(The records begins)

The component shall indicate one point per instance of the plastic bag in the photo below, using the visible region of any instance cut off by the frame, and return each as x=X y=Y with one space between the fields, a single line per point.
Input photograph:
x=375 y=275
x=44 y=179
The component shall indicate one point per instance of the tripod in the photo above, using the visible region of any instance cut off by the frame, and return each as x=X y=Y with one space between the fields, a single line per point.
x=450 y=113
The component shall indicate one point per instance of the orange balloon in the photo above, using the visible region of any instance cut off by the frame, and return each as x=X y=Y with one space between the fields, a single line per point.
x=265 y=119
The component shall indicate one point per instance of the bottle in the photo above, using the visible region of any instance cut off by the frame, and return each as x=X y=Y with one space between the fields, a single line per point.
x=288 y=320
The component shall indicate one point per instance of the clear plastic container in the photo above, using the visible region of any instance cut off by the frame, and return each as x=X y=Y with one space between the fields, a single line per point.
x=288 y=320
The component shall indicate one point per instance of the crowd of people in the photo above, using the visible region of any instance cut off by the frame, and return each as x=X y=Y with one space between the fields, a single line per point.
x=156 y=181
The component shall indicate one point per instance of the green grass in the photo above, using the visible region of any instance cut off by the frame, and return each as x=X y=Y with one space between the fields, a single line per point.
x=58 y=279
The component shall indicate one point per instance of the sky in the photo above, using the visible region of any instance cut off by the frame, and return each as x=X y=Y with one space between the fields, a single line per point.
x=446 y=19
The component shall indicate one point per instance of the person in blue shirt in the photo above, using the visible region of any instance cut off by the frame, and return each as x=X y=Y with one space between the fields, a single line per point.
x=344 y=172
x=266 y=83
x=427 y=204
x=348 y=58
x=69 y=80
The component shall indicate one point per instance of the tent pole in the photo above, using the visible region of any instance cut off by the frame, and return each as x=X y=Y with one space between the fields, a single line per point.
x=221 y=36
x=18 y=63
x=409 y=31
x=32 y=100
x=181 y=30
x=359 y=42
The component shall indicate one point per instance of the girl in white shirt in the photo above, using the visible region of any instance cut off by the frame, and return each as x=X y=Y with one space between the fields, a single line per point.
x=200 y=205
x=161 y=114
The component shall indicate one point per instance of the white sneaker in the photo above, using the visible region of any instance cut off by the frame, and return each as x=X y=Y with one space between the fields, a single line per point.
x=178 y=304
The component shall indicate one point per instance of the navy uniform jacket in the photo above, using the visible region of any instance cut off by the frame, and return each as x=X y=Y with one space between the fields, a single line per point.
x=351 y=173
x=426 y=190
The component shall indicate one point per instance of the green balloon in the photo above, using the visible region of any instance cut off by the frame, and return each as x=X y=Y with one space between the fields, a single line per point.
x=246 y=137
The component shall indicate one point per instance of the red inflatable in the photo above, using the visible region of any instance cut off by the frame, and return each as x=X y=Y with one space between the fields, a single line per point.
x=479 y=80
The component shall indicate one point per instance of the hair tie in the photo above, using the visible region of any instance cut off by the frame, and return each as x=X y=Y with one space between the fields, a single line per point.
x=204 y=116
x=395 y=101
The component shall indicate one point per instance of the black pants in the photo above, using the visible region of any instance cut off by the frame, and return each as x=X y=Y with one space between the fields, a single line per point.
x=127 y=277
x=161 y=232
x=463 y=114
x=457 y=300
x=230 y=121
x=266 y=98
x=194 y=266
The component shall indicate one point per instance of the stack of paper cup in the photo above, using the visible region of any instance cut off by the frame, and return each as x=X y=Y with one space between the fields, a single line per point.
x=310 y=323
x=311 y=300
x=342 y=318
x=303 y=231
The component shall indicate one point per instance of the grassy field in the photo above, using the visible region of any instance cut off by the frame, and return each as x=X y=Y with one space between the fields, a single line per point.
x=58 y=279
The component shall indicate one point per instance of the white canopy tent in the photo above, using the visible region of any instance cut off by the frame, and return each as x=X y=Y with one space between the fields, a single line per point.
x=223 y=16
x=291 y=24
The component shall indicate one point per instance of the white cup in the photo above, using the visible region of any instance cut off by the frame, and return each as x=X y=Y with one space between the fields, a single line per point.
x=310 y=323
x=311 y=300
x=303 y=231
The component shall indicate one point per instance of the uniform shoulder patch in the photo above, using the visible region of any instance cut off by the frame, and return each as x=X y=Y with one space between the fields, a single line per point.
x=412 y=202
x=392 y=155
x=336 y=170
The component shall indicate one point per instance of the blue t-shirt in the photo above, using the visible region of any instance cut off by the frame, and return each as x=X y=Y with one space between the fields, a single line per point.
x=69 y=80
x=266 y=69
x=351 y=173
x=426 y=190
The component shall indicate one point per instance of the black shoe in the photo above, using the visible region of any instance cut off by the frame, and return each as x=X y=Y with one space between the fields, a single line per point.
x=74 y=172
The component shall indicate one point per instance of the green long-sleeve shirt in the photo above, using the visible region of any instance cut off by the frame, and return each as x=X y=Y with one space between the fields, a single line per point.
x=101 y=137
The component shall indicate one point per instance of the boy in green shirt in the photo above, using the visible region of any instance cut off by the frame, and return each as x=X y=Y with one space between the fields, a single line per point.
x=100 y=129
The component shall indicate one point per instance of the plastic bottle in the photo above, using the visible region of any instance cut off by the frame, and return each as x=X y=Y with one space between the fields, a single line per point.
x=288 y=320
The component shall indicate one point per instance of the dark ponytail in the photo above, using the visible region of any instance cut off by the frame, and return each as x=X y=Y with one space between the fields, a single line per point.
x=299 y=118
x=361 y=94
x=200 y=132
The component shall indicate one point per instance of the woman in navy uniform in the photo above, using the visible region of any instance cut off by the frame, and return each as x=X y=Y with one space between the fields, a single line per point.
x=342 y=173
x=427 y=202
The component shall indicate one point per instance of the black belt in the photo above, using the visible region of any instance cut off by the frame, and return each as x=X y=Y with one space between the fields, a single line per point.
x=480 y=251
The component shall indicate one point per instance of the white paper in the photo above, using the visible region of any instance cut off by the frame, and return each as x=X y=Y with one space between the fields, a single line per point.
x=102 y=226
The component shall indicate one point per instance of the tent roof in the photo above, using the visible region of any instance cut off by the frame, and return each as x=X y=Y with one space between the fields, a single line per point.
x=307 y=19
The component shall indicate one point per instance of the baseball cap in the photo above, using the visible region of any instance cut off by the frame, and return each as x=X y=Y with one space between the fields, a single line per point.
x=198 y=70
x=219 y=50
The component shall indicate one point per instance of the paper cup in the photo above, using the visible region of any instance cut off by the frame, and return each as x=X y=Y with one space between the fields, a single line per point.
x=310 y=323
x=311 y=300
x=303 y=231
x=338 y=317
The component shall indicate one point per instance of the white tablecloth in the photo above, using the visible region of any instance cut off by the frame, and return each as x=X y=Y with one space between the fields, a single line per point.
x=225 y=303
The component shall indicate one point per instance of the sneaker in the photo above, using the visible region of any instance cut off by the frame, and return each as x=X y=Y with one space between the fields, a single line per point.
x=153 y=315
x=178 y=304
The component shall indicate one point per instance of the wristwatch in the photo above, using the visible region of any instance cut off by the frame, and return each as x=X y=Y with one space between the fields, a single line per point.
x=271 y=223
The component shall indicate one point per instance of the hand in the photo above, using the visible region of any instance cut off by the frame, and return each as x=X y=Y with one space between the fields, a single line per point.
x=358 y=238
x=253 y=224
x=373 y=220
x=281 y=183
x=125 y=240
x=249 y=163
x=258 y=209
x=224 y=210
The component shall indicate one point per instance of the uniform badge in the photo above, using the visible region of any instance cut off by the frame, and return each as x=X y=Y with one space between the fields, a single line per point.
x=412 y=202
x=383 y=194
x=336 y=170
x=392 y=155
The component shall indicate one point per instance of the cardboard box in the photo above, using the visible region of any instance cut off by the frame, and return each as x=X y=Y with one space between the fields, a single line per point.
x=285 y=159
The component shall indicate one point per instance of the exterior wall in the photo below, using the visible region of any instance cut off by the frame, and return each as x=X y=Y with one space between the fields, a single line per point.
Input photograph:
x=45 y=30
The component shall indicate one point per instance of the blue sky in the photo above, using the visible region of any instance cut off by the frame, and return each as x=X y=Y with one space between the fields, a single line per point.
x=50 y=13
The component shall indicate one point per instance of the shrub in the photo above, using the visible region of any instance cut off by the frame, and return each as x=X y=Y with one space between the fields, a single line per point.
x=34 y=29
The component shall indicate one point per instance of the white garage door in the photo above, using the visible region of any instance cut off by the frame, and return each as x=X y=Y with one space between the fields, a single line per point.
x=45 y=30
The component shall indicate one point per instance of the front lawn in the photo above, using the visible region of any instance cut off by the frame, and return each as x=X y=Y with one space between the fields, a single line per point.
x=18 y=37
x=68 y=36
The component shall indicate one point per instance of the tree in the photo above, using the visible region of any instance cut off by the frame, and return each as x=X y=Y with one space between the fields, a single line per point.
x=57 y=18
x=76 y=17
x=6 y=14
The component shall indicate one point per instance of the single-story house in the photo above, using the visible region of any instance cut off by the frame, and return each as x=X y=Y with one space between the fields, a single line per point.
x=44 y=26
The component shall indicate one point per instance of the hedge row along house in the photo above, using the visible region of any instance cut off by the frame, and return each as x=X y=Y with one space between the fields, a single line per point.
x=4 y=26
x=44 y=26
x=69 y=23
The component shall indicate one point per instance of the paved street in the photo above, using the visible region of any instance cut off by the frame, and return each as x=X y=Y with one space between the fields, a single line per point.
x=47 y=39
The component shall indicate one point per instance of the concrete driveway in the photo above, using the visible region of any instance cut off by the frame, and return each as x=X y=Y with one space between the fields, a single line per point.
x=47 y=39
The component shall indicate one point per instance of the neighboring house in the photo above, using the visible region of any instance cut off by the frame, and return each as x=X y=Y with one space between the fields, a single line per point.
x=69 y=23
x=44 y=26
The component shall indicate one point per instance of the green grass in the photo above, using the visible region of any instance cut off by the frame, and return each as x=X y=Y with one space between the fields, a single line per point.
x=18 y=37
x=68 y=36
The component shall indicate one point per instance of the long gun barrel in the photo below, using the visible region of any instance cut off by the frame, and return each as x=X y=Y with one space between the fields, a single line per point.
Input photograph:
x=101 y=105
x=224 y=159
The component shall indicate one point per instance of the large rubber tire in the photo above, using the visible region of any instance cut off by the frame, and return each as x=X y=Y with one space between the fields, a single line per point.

(The records ends)

- _Work request_
What lines in the entries above hold "below"? Copy every one.

- _Answer space_
The component shall indicate one point per instance of the plastic bag in the photo below, using the visible region of any instance cut off by the frame, and return each as x=X y=Y with one space between the fields, a single line per point.
The component shall indicate one point per instance of the exterior wall in the photo below, using the visible region of any instance cut off by the frame, and return each as x=X y=Y with one space between the fields, a single line per point.
The component shall indicate one point per instance of the long gun barrel in the photo below, using the visible region of any instance cut off by the frame, and return each as x=X y=Y with one space between the fields, a single line per point.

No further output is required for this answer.